◆ Pagina

↓

Formula 1
L’eredità di Jules Bianchi nel lavoro dei commissari di percorso
Dopo il tragico incidente di Jules Bianchi nel 2014, le procedure di sicurezza in pista sono cambiate radicalmente. Come? Ecco le procedure dal 2015 in avanti
Dieci anni fa, esattamente il 5 ottobre 2014, a Suzuka si verificò l’incidente che causò il coma e poi la morte di Jules Bianchi, il 17 luglio 2015. Il drammatico incidente si verificò perché Bianchi perse il controllo della sua vettura sotto la pioggia battente che imperversava sul tracciato giapponese.
Nella via di fuga però, era presente un mezzo pesante, intento a rimuovere la Sauber di Adrian Sutil. Il tutto, sotto il regime delle semplici bandiere gialle. Un modo di operare assurdo per i giorni nostri, ma che in realtà era una prassi nel modo di recuperare le vetture dieci anni fa. Da quel giorno, infatti, cambiò tutto. Non solo nella Formula 1, ma in tutte le competizioni automobilistiche in circuito, di ogni campionato.
Incidente Jules Bianchi e le procedure in uso all’epoca
Come commissario di percorso auto, la mia licenza ACI Sport è datata 2012. La formazione mi è stata fatta quindi sul modo di operare di un tempo. Le nuove procedure furono in un certo senso pesanti da digerire, soprattutto per i commissari di vecchio corso, che vedevano il ricorso alla Safety Car come un modo per dire “non riuscite a rimuovere una vettura velocemente”.
Come si recuperava un’auto incidentata prima del 2015? Semplice. Non era automatico il ricorso alla Safety Car, né era indispensabile l’autorizzazione della direzione gara per entrare in via di fuga con i mezzi pesanti. Non appena l’incidente terminava, si esponevano le bandiere gialle e si andava nella via di fuga.
Insieme ai commissari entrava anche il mezzo pesante in dotazione, se presente, per portare in sicurezza la vettura nel più breve tempo possibile. Una sorta di corsa contro il tempo. Se la vettura (o le barriere) era molto danneggiata, o la pista aveva bisogno di ripristini per, ad esempio, la presenza di detriti o liquidi, i commissari lo segnalavano alla direzione gara che faceva intervenire la vettura di sicurezza. Nei casi più gravi, si ricorreva alla bandiera rossa.
Il campanello d’allarme nel 2007, non ascoltato
In presenza di una bandiera gialla, infatti, il pilota non avrebbe dovuto mettersi nelle condizioni di perdere il controllo della vettura. In casi estremi come nell’eventualità di un fondo scivoloso, o per negligenza, questo però poteva non succedere. Come accaduto a Suzuka.

↑

◆ Lavoro richiesto
1) Rispondi a queste domande sull'articolo:
(a) In che giorno si verificò l'incidente di Suzuka?
(b) Quale vettura stava rimuovendo il mezzo pesante presente nella via di fuga?
(c) A quale anno risale la licenza ACI Sport di chi scrive?
2) Copia per favore il brano dell'articolo che comincia con "Come si recuperava" e prosegue fino a "alla bandiera rossa.".

◆ Voci archiviate
↓

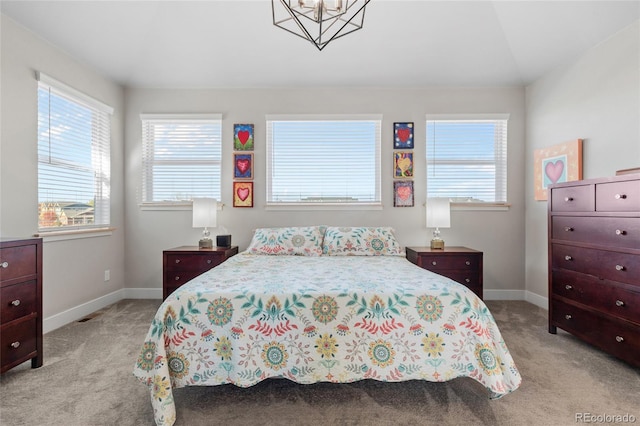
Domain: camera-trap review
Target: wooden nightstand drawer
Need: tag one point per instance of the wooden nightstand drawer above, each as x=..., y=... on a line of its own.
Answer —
x=461, y=264
x=18, y=300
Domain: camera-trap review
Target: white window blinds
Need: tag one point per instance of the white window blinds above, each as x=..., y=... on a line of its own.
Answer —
x=323, y=160
x=74, y=166
x=467, y=158
x=181, y=157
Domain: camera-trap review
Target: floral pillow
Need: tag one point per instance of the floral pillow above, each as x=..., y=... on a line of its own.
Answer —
x=363, y=241
x=301, y=241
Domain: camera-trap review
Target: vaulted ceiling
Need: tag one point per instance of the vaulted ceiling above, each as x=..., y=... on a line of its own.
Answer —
x=196, y=44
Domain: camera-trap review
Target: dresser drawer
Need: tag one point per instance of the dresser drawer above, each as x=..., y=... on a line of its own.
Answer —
x=621, y=232
x=199, y=262
x=619, y=338
x=18, y=300
x=618, y=196
x=18, y=342
x=438, y=263
x=615, y=266
x=603, y=295
x=573, y=199
x=17, y=262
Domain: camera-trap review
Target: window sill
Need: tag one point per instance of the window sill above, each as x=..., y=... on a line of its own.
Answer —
x=322, y=206
x=481, y=206
x=74, y=234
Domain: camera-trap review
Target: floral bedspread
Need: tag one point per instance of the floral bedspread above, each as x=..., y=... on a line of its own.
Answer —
x=320, y=319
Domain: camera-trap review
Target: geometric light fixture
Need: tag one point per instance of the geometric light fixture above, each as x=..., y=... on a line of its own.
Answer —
x=319, y=21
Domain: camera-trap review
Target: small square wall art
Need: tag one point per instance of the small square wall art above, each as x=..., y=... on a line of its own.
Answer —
x=403, y=193
x=403, y=135
x=242, y=194
x=402, y=165
x=243, y=166
x=243, y=137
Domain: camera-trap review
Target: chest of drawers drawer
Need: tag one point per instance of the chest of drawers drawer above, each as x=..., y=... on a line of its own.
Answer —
x=617, y=337
x=18, y=300
x=607, y=296
x=613, y=265
x=607, y=231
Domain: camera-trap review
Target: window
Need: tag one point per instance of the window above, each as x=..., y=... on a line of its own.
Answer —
x=467, y=158
x=181, y=156
x=74, y=165
x=330, y=160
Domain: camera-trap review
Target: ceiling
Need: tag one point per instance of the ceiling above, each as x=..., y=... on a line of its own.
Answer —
x=215, y=43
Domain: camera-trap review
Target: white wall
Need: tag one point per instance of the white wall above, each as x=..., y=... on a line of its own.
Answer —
x=596, y=99
x=73, y=269
x=499, y=234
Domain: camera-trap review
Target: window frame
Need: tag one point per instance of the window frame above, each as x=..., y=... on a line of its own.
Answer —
x=100, y=122
x=148, y=163
x=501, y=178
x=375, y=204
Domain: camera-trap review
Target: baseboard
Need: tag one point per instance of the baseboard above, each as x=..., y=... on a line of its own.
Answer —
x=63, y=318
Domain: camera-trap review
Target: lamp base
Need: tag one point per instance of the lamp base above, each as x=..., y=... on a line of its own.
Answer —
x=205, y=243
x=437, y=244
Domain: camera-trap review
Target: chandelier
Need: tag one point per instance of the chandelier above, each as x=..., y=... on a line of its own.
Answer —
x=319, y=21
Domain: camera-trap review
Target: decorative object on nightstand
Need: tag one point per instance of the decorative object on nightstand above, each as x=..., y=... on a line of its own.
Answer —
x=205, y=213
x=438, y=216
x=461, y=264
x=182, y=264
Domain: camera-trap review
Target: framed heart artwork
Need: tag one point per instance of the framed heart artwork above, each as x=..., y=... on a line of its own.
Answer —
x=403, y=135
x=403, y=193
x=242, y=194
x=556, y=164
x=243, y=137
x=243, y=166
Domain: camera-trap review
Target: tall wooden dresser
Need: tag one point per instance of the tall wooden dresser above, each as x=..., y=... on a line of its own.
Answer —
x=594, y=263
x=20, y=302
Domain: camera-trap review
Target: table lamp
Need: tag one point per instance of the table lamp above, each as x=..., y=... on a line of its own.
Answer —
x=438, y=216
x=205, y=211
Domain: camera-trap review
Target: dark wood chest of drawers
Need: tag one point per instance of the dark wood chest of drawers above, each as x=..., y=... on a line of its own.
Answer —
x=182, y=264
x=461, y=264
x=20, y=302
x=594, y=263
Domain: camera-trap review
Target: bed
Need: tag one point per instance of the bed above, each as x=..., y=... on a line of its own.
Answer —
x=320, y=304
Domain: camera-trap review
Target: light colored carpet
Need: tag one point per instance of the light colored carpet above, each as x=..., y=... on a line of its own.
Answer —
x=87, y=379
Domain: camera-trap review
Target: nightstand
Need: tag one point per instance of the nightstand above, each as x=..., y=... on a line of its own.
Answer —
x=182, y=264
x=461, y=264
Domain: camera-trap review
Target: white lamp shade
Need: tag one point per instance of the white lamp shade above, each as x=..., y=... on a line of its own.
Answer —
x=205, y=212
x=438, y=213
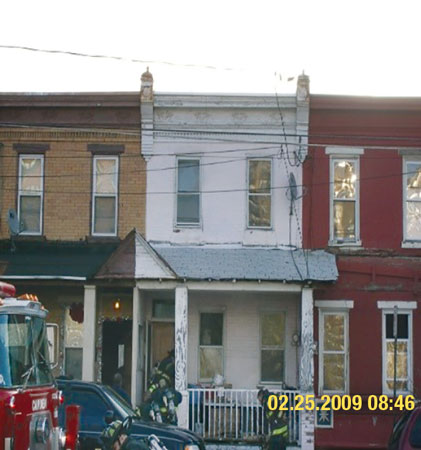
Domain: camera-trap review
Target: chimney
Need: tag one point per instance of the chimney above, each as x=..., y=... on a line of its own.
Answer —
x=146, y=87
x=303, y=87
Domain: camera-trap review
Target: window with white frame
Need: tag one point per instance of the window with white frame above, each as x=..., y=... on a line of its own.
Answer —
x=397, y=351
x=333, y=350
x=31, y=192
x=188, y=192
x=105, y=195
x=272, y=347
x=211, y=348
x=412, y=200
x=259, y=193
x=344, y=206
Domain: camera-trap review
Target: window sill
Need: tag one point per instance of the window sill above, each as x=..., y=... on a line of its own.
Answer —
x=195, y=226
x=411, y=244
x=30, y=237
x=348, y=244
x=104, y=238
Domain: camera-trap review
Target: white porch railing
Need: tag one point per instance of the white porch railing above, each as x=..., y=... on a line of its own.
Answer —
x=235, y=414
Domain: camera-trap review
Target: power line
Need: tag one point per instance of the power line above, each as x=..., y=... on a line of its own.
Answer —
x=118, y=58
x=221, y=191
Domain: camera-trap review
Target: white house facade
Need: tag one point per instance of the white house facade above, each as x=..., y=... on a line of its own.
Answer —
x=220, y=275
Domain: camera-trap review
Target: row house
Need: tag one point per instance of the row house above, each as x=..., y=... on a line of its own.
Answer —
x=220, y=275
x=362, y=178
x=72, y=183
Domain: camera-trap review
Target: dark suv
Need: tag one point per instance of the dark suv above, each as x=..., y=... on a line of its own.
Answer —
x=97, y=401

↑

◆ Risposte
1)
(a) Il 5 ottobre 2014.
(b) La Sauber di Adrian Sutil.
(c) Al 2012.

2)
Come si recuperava un’auto incidentata prima del 2015? Semplice. Non era automatico il ricorso alla Safety Car, né era indispensabile l’autorizzazione della direzione gara per entrare in via di fuga con i mezzi pesanti. Non appena l’incidente terminava, si esponevano le bandiere gialle e si andava nella via di fuga.
Insieme ai commissari entrava anche il mezzo pesante in dotazione, se presente, per portare in sicurezza la vettura nel più breve tempo possibile. Una sorta di corsa contro il tempo. Se la vettura (o le barriere) era molto danneggiata, o la pista aveva bisogno di ripristini per, ad esempio, la presenza di detriti o liquidi, i commissari lo segnalavano alla direzione gara che faceva intervenire la vettura di sicurezza. Nei casi più gravi, si ricorreva alla bandiera rossa.